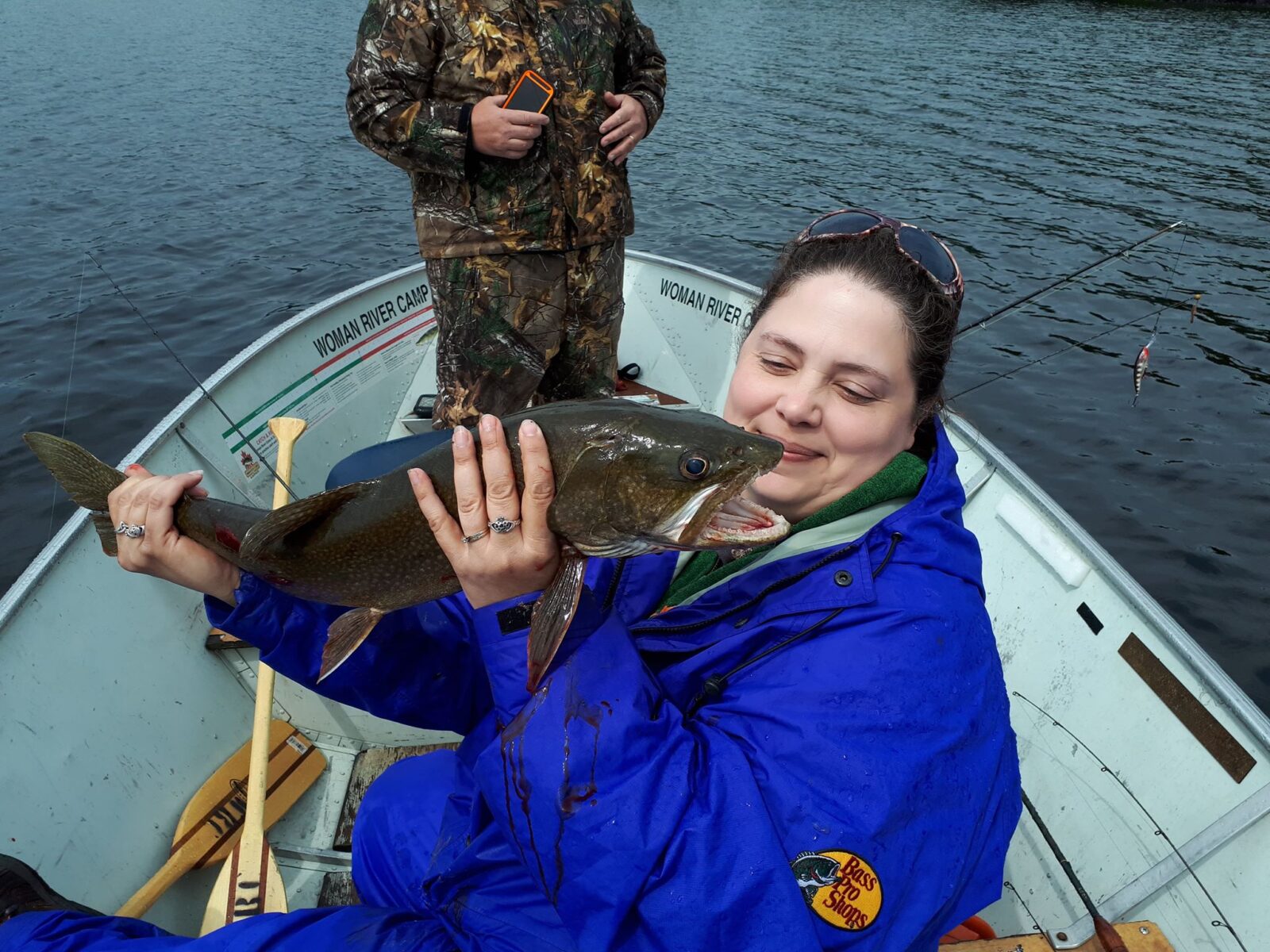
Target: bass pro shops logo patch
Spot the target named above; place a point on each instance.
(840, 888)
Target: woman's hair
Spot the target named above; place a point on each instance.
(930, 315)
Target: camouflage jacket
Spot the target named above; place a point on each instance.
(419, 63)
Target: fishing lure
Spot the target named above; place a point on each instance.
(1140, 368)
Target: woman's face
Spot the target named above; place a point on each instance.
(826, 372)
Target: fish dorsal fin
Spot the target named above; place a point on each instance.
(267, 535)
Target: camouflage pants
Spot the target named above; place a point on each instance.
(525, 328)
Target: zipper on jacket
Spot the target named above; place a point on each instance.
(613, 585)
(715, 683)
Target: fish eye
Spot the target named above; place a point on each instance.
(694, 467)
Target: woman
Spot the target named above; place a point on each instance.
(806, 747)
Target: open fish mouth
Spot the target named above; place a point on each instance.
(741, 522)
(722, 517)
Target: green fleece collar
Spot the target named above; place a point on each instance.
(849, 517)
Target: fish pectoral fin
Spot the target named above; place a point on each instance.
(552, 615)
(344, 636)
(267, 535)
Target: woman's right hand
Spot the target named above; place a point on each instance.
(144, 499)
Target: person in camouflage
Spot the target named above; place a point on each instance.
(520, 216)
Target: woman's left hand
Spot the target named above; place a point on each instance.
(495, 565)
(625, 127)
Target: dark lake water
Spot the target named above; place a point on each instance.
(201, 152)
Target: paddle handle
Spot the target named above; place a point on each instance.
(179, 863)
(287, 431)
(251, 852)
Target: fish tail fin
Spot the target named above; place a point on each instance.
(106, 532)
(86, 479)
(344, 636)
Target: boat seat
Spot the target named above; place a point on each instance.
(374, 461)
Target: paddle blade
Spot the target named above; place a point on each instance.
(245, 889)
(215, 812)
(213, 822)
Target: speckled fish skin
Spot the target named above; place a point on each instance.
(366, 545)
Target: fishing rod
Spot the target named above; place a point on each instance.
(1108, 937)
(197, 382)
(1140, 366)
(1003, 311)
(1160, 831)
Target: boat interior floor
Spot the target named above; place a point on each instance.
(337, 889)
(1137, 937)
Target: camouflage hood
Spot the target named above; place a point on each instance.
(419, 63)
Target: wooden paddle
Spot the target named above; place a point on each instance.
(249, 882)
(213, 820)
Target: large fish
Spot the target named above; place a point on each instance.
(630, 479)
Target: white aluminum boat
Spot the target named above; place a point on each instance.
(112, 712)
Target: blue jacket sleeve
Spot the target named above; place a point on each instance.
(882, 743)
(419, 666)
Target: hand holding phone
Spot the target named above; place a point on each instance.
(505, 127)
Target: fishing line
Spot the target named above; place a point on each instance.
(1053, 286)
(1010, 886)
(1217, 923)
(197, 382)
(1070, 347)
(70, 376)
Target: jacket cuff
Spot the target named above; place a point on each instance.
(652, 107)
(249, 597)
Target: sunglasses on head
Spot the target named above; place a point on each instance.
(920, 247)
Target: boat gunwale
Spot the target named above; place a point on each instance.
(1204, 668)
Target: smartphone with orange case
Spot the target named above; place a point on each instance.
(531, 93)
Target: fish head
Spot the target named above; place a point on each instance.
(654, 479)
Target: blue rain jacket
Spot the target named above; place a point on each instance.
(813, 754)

▸ Required task
In your copy, repeat each record exactly and include no pictures.

▸ Output below
Target: bass pro shops logo patch
Spot the target named above; place a point on each instance.
(840, 888)
Target: woman's hair
Spot the target named above; place a point on each instance.
(930, 315)
Target: camouflage jacket
Spot the target named above; place a point on each instance.
(419, 63)
Target: fishing lure
Spot the target named above; place a point on each instance.
(1140, 368)
Target: woman's face
Spot the target named above; place a point on each instance.
(826, 372)
Target: fish dorsal fin
Spot the target named above; place a point on each instance.
(267, 535)
Target: camouflage pants
Spot the target named above; place a point on each instance.
(525, 328)
Target: zipper on jacket
Spot the target named above; place a point on each instance.
(613, 585)
(715, 683)
Target: fish eye
Spot the target named above; place a point on each instance.
(694, 467)
Target: woman
Spot the target named above; place a point on each instance.
(806, 747)
Target: open fish mouth
Spot the target named above; place a point on each instance.
(741, 522)
(722, 517)
Target: green fleece collar
Spot the target named above; place a point on each instance.
(849, 517)
Target: fish pectoral fin
Spot the target named above; place a point on each instance.
(552, 615)
(344, 636)
(267, 535)
Target: woman's right hand
Spot the target named above; place a point on each instance.
(144, 499)
Target: person in camouflage
Spot the target named above; place a point on each instance.
(520, 216)
Target: woman's left hand
Spot the target named above; place a point on each instance.
(495, 565)
(625, 127)
Target: dark lake water
Spot the target named above; place a point on each instance.
(201, 152)
Target: paddle handle
Spot the target named above; place a point on each instance.
(179, 863)
(287, 431)
(251, 852)
Target: fish tail fin
Spot the target named above; place a point on each instance.
(106, 532)
(86, 479)
(344, 636)
Target: boat seat
Spot the target named above; place a point on each instance.
(374, 461)
Target: paddle blade
Spot the target named above; place a point on each instance.
(245, 889)
(215, 812)
(213, 822)
Target: speckled fish skin
Spot the target named above; place a point on each instance.
(366, 545)
Target: fishing rod
Spot the target named above; place a point on each instance.
(1108, 937)
(197, 382)
(1140, 366)
(1003, 311)
(1160, 831)
Target: boat interior floor
Spot the target named above; place a point on each instance.
(337, 889)
(1137, 937)
Target: camouflage hood
Spot the target named above; place a point on each instance.
(419, 63)
Target: wooden paddle
Spot the target named above; place a point on each instance.
(249, 882)
(213, 820)
Target: large fish
Spot the target named above; place a point on each instance.
(630, 479)
Target: white aluminum boat
Spot the target named above; place a point on each instance.
(112, 712)
Target: blue jacket sleeve
Spot the target named above; place a point on each instance.
(882, 743)
(419, 666)
Target: hand holding phone
Spot the target named above; place a point on each instance.
(505, 127)
Target: fishing line
Spot the target named above; place a point on each instance.
(1053, 286)
(1010, 886)
(1217, 923)
(197, 382)
(1070, 347)
(70, 376)
Target: jacket cuff
Spot the target named above; place a point on each instance.
(652, 107)
(249, 597)
Target: sunglasses on head
Spot the target named above; place a point on each instance.
(920, 247)
Target: boat gunwale
Spot the target named above; place a point on each instance.
(1204, 668)
Target: smartphone with orange case
Spot the target named above; place a point on each instance.
(531, 93)
Target: fish head
Spot the target named above; place a point on each instance.
(654, 479)
Target: blue rain jacket
Spot the target named above; place a point on each instance.
(813, 754)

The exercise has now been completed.